▸ **TO BE DONE**
Repeat word for word the passage of the interview text below starting at "In both his" and ending at "with a grin.".

▸ **SUPPLIED TEXT**

-- Start --

About leaving London and moving to Lahore, he says "I always wanted to move back. I could never think of leaving Lahore. I received so much love here. I have my family, my cousins. It feels natural here, despite the problems it feels like home. Lahore makes me happy and it is where I want my daughter to grow up."

On foreseeing a revolution in Pakistan, he speculates, "I think society is evolving, in many directions at the same time. In the eighties there was talk about dictatorships, in the nineties democracy and now Talibanisation. But at the same time you hear about sex videos and kids doing drugs. It means that different things are happening at the same time. Millions of people are getting mobile phones but at the same time many people don't have much to eat. People like me or people who want to cover their heads and grow beards should all exist together. Co-existence is what this country needs, respect would be fantastic. We all cheer when cricket team wins and when rain comes. We are all one country and we need to find ways to share it."

Speaking about the percentage of Pakistanis who read and accept his literature, he says "A very small percent, one in a thousand of the Pakistani population probably. Among English-speaking people in the urban centre, middle class, college educated people, I think quite a few. My objective isn't reaching everybody; it is leaving a positive impact." About impacting the cultural side of the country, Hamid adds "Imaginations are like muscles they need to be worked out. If you give people good books or movies, you do make a difference."

In both his novels, the characters have historic names Changez, Aurangzeb and Dara Shikoh. Why? He starts enthusiastically, "I thought using history was an amazing idea. In the book, the names build up the characters. Aurangzeb and Dara Shikoh's roles relate to the personalities of the historical characters. Changez Khan was Mongol warrior, not a Muslim. In my new novel, Changez fights a corporate war and isn't religious either! My third novel might not have this approach to names at all!" he says with a grin.

Comparing the Lahore of 2010 with that of Moth Smoke in 2000 he says, "People tell me what I described in Moth Smoke, is seen now. The kind of issues about romantic relationships, urban life, changing society are very much true now. I met Russel Banks at a literature festival in Italy. I asked about his book and he said that it is too early to tell. He said if people are still reading your book after ten years you can start to understand what it has done. Moth Smoke has proven to be something that is read. It has acquired a kind of life in Pakistan. Abroad also some people who read Reluctant Fundamentalist go back to see what else I have written and read Moth Smoke."

-- End --

Extracted data entries
-- Start --

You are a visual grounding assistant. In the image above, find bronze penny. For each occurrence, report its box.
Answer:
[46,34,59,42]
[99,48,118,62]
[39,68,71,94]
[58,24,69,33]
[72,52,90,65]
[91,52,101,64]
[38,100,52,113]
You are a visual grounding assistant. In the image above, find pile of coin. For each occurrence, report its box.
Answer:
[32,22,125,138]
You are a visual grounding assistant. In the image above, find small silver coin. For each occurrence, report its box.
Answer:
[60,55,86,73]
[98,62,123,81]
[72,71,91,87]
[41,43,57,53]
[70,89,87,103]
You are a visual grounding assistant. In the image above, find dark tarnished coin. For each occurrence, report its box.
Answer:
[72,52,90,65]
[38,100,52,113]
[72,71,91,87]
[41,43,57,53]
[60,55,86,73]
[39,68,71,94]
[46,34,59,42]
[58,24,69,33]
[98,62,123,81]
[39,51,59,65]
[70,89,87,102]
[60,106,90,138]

-- End --

▸ **SOLUTION FOR THIS TASK**
In both his novels, the characters have historic names Changez, Aurangzeb and Dara Shikoh. Why? He starts enthusiastically, "I thought using history was an amazing idea. In the book, the names build up the characters. Aurangzeb and Dara Shikoh's roles relate to the personalities of the historical characters. Changez Khan was Mongol warrior, not a Muslim. In my new novel, Changez fights a corporate war and isn't religious either! My third novel might not have this approach to names at all!" he says with a grin.